* **Short problem**: Return the lines from the one containing "the woman's hair." through the end of the material below as a JSON list of strings, one string per line. Omit blank lines and leave the pictures out.

* **Records for the task**:
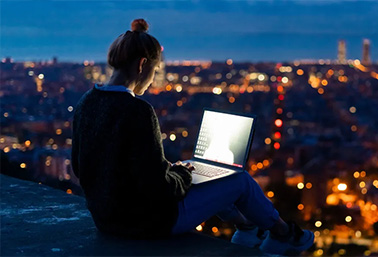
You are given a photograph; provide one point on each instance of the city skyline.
(190, 30)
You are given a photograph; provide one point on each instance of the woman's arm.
(149, 155)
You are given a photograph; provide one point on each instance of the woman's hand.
(188, 165)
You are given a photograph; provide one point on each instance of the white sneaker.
(298, 241)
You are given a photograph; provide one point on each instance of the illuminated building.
(341, 52)
(366, 52)
(160, 74)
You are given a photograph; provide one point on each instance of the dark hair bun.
(139, 25)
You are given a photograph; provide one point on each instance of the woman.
(130, 187)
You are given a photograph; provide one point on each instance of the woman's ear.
(141, 63)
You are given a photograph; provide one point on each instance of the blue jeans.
(236, 198)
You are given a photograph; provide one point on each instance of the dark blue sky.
(270, 30)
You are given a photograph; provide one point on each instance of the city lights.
(172, 137)
(318, 224)
(300, 185)
(278, 123)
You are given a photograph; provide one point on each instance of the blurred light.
(318, 252)
(342, 186)
(278, 123)
(217, 90)
(277, 135)
(300, 72)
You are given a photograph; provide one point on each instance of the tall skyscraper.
(341, 52)
(366, 52)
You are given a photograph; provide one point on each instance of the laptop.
(223, 145)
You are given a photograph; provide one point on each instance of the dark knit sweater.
(117, 154)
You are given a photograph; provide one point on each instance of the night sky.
(203, 30)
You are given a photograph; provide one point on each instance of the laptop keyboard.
(208, 171)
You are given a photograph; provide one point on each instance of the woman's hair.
(133, 44)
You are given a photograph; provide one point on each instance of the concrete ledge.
(37, 220)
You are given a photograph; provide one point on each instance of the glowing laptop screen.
(223, 138)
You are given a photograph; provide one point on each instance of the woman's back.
(120, 162)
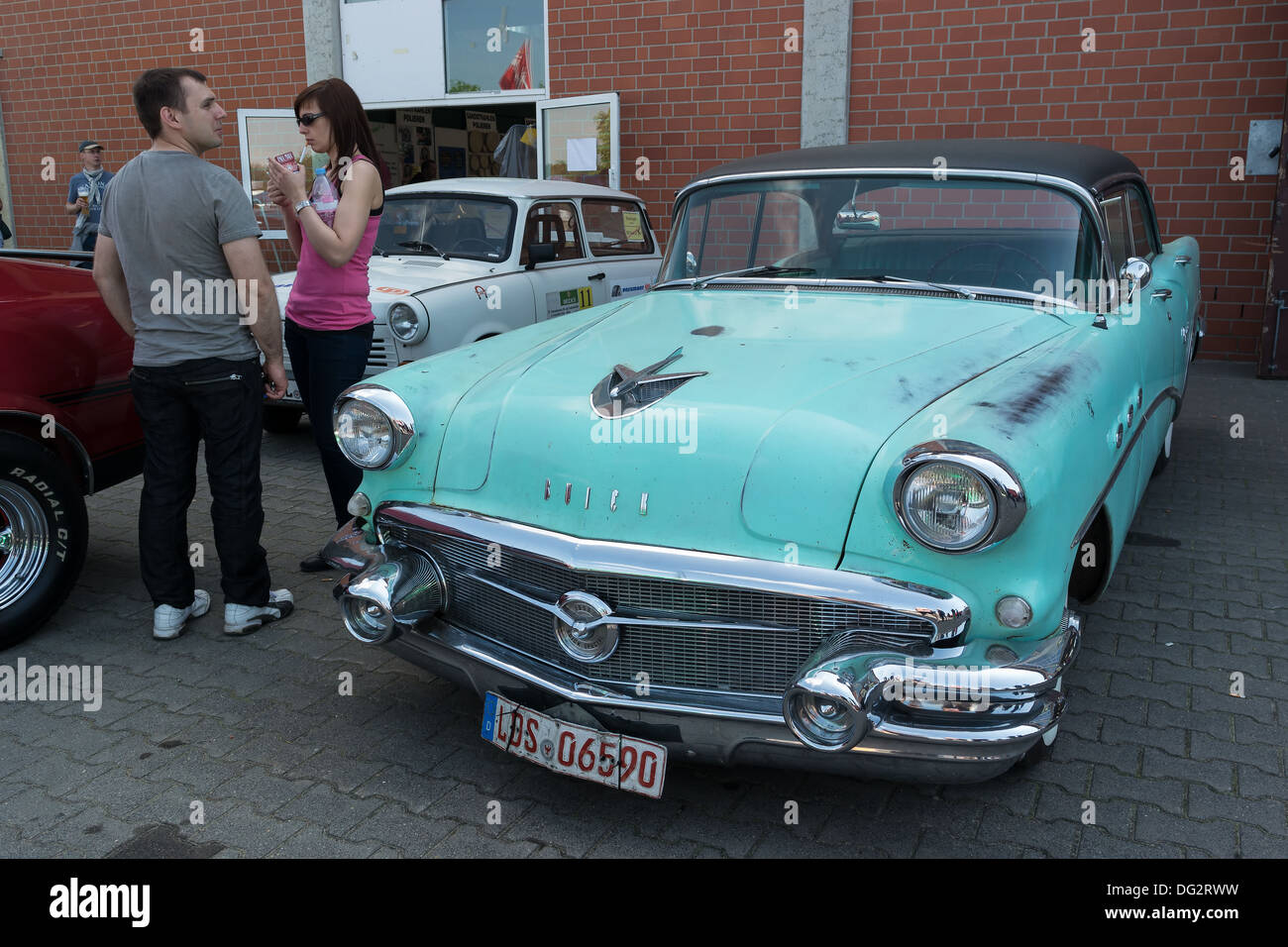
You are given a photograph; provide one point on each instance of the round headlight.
(948, 506)
(406, 324)
(373, 427)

* **Exercise solution**:
[
  "You are given a photograph; provide one point on each instance of the woman's hair.",
  "(133, 44)",
  "You are given a photograph; provide one point on each instance of the concrete ledge.",
  "(37, 220)",
  "You are given a photograph; provide one point on each instance of the glowing laptop screen.",
  "(223, 138)",
  "You are given a photograph; provide one point on each instance of the woman's back.",
  "(120, 162)",
  "You are given a photograph; provide one point on each instance of the round headlight.",
  "(948, 506)",
  "(406, 324)",
  "(373, 427)"
]